┌──
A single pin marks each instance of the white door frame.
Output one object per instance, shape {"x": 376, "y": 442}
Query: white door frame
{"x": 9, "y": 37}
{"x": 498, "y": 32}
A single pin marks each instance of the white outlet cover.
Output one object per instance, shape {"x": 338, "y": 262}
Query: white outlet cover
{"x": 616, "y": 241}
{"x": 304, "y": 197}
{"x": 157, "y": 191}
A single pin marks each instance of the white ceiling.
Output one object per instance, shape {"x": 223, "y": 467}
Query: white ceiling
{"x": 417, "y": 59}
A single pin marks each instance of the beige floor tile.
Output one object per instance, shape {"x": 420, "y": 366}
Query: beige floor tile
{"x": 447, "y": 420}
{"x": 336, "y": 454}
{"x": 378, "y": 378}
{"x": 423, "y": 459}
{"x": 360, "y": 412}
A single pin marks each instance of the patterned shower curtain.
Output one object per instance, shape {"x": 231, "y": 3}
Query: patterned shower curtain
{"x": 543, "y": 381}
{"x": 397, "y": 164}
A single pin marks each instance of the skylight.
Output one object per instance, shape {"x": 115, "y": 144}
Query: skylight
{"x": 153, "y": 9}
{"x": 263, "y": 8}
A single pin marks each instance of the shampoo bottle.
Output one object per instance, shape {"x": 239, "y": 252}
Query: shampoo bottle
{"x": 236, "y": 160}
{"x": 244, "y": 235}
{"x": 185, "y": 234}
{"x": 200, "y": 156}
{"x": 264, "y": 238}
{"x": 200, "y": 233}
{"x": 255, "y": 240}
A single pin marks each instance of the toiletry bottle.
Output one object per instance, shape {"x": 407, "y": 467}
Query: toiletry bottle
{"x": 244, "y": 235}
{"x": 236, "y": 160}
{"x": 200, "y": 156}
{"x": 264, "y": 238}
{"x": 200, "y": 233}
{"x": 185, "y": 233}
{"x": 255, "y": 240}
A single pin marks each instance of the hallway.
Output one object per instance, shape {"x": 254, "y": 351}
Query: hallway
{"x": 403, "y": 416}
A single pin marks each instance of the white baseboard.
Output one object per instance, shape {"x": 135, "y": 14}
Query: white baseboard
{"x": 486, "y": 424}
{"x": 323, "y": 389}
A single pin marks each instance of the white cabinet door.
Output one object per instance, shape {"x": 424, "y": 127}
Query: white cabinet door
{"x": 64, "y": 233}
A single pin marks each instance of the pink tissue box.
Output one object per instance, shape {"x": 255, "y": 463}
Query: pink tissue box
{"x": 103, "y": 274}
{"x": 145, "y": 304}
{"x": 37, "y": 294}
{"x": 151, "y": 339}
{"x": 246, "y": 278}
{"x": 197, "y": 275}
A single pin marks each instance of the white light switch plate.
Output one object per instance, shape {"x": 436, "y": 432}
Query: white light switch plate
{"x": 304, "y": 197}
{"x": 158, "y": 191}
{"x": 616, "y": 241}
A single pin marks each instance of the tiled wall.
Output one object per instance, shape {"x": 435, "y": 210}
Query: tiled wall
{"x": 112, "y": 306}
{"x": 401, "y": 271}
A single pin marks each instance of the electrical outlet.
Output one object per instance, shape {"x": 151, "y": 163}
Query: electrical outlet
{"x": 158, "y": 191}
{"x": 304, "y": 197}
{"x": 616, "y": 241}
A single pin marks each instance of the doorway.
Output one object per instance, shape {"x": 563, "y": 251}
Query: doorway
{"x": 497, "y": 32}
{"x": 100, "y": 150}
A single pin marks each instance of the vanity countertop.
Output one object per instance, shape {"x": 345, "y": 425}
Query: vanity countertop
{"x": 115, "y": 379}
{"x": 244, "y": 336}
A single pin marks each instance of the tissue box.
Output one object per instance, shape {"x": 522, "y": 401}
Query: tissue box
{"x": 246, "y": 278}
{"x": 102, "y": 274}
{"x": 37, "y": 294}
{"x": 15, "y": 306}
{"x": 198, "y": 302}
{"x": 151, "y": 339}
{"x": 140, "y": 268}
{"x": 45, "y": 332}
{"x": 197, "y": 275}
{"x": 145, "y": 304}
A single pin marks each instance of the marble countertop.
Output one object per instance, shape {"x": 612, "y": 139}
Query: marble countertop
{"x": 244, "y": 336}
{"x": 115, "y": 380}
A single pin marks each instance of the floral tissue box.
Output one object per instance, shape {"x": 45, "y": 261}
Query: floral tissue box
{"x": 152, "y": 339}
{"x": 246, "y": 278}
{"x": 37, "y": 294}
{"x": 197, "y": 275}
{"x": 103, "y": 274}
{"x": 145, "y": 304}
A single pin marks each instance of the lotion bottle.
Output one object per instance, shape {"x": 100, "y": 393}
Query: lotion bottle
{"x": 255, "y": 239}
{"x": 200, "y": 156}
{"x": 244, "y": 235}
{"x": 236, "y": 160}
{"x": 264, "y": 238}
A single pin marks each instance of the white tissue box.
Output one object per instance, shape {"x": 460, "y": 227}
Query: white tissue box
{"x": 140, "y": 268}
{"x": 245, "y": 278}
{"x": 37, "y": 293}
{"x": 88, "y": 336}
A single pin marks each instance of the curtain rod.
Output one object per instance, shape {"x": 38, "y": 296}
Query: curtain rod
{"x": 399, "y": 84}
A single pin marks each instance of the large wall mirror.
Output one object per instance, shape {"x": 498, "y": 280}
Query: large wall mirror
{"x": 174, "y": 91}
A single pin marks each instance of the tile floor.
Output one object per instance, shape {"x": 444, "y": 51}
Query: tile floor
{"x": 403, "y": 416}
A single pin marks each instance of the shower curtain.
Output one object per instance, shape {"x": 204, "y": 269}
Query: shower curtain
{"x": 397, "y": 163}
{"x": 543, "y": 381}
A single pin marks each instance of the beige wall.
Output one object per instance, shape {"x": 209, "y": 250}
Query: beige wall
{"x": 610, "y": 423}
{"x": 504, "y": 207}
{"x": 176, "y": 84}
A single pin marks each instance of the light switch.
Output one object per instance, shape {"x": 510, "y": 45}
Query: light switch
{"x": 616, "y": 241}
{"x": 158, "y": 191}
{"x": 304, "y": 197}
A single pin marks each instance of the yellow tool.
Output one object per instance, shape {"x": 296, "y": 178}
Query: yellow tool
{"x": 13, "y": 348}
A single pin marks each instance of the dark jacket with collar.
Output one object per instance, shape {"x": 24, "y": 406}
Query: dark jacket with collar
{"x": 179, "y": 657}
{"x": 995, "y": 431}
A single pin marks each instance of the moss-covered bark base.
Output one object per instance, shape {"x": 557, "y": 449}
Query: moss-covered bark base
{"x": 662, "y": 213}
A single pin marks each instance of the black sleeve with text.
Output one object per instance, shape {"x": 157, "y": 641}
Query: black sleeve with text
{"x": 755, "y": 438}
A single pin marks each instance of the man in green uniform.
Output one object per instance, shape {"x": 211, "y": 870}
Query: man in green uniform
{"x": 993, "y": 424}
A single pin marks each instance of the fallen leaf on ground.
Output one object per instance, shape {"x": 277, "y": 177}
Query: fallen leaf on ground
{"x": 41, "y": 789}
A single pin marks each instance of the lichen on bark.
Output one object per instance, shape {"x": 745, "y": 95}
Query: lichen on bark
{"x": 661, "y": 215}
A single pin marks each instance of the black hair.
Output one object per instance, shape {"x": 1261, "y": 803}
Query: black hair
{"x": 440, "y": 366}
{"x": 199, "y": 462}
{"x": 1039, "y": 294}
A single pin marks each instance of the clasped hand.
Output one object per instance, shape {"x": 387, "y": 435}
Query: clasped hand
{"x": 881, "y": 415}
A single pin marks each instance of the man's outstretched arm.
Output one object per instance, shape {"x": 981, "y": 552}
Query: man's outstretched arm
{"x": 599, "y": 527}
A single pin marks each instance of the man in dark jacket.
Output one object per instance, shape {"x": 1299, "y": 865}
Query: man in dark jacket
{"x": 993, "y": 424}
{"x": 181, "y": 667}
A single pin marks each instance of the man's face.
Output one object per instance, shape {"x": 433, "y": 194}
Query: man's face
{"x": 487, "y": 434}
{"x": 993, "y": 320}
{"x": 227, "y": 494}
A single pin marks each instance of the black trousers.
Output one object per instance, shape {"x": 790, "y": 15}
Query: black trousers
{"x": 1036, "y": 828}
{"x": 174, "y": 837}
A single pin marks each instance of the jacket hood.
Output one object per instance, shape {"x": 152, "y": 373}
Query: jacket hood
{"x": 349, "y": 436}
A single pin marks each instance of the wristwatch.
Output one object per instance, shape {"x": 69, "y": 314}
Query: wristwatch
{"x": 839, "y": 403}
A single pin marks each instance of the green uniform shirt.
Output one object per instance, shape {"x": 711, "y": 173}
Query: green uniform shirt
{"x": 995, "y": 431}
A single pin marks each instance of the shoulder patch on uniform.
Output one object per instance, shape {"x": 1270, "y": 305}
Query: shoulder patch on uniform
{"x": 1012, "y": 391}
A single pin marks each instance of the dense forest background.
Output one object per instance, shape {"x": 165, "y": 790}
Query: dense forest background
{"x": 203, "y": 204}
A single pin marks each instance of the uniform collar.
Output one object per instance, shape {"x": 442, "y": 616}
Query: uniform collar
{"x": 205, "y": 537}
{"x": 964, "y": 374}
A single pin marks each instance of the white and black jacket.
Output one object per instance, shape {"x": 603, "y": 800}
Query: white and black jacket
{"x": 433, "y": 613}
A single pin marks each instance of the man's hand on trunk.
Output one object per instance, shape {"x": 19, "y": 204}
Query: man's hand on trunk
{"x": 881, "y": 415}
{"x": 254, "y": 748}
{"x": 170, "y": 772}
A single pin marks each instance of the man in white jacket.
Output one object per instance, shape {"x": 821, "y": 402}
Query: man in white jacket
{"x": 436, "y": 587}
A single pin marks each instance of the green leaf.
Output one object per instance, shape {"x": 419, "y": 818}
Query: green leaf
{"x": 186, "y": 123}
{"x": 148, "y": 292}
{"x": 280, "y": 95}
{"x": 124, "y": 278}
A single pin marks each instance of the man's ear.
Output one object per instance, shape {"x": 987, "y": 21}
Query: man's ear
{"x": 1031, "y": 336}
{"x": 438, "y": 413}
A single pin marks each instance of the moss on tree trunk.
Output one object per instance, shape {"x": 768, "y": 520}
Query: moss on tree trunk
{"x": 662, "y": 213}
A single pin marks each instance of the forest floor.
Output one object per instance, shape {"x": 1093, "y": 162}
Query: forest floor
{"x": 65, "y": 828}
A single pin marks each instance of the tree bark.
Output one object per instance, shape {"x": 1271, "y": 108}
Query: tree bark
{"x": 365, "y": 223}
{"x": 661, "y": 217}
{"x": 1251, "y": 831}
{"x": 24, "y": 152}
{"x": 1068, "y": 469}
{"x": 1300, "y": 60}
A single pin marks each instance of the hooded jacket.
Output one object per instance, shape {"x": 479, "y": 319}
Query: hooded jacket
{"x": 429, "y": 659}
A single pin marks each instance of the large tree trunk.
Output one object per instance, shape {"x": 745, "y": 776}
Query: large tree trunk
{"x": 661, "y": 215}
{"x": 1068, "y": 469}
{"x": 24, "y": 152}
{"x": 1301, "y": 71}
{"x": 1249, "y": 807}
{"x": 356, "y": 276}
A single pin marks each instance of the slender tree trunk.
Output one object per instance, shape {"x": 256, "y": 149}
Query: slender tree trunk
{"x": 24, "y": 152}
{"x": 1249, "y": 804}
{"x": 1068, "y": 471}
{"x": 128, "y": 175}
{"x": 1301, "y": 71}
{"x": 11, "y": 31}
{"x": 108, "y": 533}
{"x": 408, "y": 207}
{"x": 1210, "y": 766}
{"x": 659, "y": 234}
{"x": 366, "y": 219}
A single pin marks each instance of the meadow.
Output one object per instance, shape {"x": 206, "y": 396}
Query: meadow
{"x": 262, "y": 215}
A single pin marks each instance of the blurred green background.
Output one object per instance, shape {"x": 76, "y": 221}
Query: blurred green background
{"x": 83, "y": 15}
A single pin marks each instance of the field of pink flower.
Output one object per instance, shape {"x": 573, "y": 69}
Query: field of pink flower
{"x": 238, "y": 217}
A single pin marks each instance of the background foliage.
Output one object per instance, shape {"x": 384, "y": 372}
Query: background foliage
└──
— What is required —
Working through the records, find each line containing the word "foliage" and copy it.

— Result of the exercise —
A single pin marks each instance of the background foliage.
Query: background foliage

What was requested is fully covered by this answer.